Farmers across Indiana can start applying for new specialized health plans. The Indiana Farm Bureau (INFB) rolled out the health care option to its members Thursday aiming to give farmers a more flexible option and reduce medical costs that Hoosier farmers have voiced concerns over.
Legislation passed earlier this year allows the organization to create and offer health plans to its members, including sole proprietors. The plans are listed at a lower cost than those on the Affordable Care Act (ACA) marketplace, saving an individual with non-subsidized insurance between 30 percent and 50 percent.
But the plans do not have to follow ACA rules, meaning not everyone who applies is guaranteed approval.
INFB’s executive director of administration Megan Ritter said of the roughly 270,000 members, 5-9 percent are currently uninsured. According to Ritter, those people and others with different health care coverage might be interested in the new health plans.
“We feel confident in looking at the marketplace, the need in the marketplace, the need in Indiana, and what we are going to be able to offer with these innovative, more affordable plans. And that it's going to be a product that is both needed in the marketplace and is going to be in high demand,” said Ritter.

### [ACTIVITY]
According to the article on the Indiana Farm Bureau health plans, what percentage of the organization's roughly 270,000 members are currently uninsured?

Referring expression data
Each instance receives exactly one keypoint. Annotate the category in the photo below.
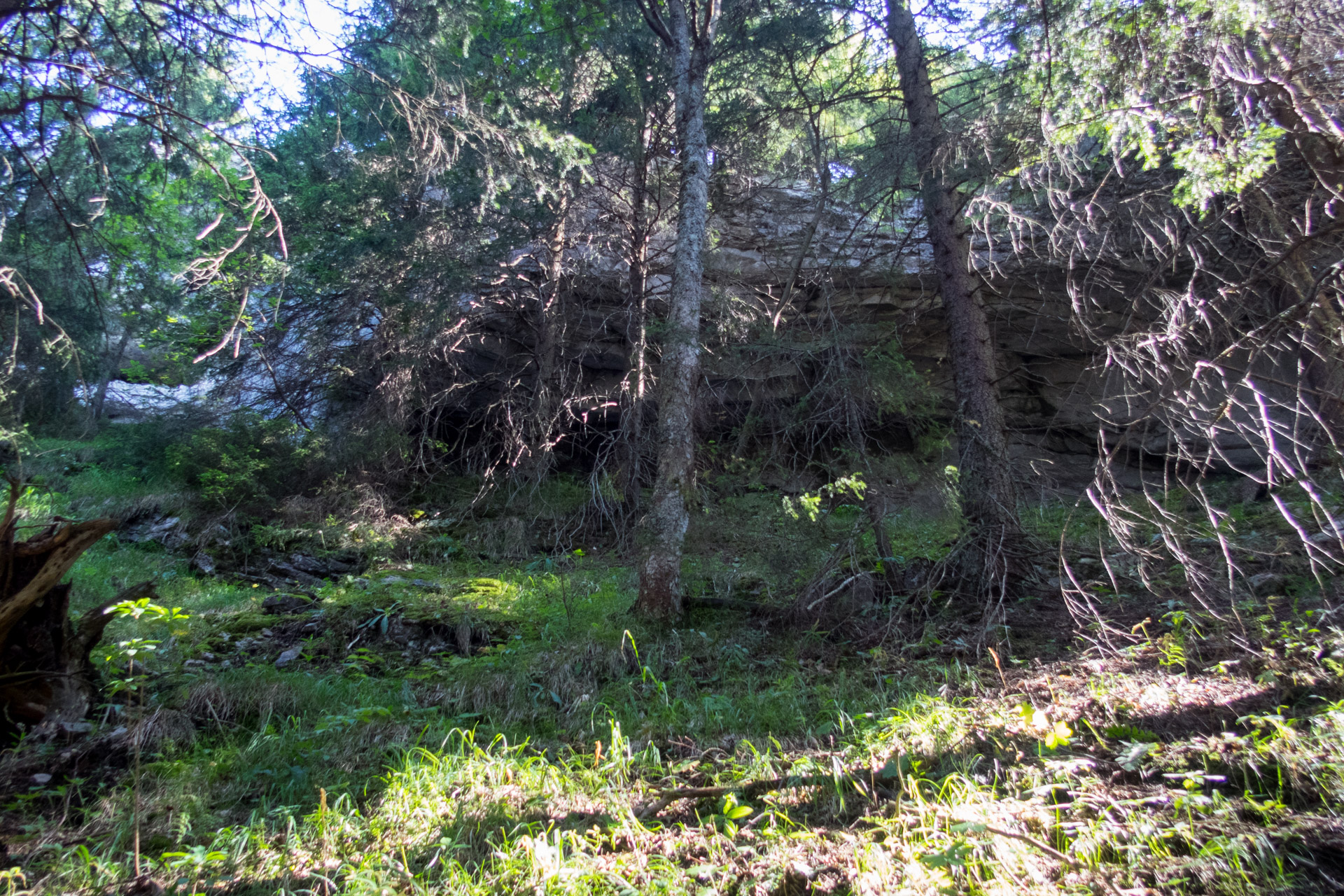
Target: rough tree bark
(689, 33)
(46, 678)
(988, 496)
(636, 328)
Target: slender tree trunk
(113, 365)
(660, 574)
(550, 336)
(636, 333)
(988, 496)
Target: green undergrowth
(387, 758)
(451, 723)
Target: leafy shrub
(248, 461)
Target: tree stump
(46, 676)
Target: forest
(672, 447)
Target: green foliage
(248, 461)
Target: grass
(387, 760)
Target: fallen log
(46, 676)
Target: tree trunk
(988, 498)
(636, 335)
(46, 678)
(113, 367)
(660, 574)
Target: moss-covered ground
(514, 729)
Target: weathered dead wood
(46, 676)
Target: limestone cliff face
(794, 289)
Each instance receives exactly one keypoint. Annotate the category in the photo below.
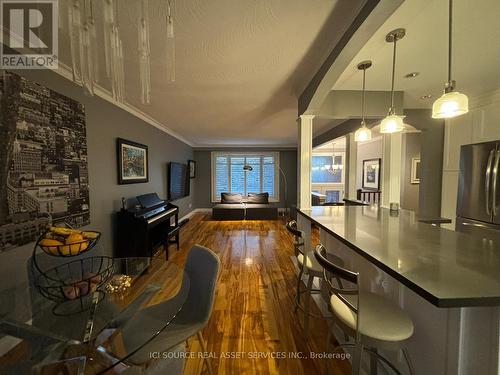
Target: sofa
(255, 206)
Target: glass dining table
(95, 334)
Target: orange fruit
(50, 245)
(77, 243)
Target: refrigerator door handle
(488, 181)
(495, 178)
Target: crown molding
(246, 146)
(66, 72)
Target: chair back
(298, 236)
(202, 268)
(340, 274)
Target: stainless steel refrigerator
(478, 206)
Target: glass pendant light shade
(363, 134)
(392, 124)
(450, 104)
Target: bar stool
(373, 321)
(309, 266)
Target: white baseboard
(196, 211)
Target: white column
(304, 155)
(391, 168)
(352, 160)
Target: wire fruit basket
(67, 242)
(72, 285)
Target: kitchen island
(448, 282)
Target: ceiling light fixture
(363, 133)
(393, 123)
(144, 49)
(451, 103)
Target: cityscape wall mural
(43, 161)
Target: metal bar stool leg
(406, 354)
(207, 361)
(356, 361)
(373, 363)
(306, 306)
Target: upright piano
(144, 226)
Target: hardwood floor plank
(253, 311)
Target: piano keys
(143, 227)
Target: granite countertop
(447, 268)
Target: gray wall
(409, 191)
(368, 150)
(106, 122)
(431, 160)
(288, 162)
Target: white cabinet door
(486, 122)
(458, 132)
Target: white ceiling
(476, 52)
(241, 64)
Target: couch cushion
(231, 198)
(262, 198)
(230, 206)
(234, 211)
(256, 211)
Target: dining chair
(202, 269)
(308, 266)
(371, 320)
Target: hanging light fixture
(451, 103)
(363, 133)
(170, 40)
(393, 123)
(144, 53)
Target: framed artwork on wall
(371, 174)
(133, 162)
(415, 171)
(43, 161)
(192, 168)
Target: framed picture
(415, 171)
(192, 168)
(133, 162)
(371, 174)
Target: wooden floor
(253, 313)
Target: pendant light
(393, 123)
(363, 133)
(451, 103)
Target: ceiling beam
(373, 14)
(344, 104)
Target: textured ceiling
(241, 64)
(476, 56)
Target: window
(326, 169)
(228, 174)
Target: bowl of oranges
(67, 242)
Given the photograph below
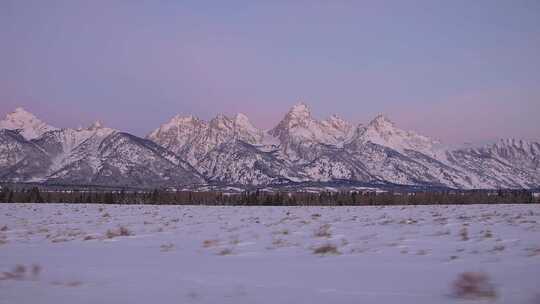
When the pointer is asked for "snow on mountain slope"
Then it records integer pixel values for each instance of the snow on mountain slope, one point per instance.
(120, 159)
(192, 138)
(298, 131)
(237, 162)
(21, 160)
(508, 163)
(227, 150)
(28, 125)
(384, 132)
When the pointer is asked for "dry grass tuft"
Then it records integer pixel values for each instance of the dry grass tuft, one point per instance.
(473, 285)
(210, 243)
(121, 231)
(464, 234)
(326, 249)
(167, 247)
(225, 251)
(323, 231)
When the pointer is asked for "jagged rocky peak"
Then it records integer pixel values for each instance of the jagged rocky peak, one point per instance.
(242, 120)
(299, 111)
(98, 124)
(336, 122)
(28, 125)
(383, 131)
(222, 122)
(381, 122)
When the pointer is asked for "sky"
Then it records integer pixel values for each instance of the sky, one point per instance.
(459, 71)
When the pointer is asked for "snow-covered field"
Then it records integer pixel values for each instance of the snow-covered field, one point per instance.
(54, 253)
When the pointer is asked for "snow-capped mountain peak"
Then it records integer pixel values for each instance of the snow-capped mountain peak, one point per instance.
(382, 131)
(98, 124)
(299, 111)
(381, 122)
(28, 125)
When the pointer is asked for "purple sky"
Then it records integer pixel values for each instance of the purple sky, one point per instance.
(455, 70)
...
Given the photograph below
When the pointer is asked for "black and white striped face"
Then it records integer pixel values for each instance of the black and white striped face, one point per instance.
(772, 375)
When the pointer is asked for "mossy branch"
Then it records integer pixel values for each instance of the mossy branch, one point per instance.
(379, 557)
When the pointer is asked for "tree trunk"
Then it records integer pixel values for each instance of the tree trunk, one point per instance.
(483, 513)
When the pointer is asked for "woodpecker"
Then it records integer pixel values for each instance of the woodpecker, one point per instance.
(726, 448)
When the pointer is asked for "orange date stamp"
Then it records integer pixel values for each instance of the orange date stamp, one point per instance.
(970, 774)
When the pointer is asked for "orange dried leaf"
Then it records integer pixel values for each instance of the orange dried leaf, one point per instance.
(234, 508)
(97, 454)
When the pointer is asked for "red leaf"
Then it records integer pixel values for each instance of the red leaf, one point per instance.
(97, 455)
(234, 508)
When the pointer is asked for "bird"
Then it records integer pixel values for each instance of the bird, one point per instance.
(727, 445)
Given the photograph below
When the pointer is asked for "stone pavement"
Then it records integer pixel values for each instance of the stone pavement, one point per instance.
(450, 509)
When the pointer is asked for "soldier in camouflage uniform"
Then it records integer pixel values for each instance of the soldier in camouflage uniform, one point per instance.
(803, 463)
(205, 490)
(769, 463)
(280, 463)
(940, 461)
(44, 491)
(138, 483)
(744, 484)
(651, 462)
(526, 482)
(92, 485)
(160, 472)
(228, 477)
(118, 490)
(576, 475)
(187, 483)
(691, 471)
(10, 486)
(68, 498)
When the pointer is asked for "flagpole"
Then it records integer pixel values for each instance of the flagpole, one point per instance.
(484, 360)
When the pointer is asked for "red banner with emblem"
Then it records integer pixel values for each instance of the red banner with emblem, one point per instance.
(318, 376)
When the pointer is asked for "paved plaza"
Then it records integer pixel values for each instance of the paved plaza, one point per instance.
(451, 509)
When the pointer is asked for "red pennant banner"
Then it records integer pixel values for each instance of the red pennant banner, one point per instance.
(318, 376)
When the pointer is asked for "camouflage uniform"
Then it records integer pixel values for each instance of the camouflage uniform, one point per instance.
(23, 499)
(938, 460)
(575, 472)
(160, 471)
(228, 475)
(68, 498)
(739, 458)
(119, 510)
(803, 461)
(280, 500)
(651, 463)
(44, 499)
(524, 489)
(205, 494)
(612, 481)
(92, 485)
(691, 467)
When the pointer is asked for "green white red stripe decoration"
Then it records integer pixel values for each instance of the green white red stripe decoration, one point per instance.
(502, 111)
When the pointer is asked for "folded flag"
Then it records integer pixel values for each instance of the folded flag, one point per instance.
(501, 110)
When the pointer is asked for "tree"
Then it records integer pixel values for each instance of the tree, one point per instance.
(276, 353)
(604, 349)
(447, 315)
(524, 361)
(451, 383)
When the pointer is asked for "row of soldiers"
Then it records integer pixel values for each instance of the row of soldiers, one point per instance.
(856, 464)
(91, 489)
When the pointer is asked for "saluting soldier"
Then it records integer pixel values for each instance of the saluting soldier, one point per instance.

### [SOLUTION TO THIS PROBLEM]
5-9 percent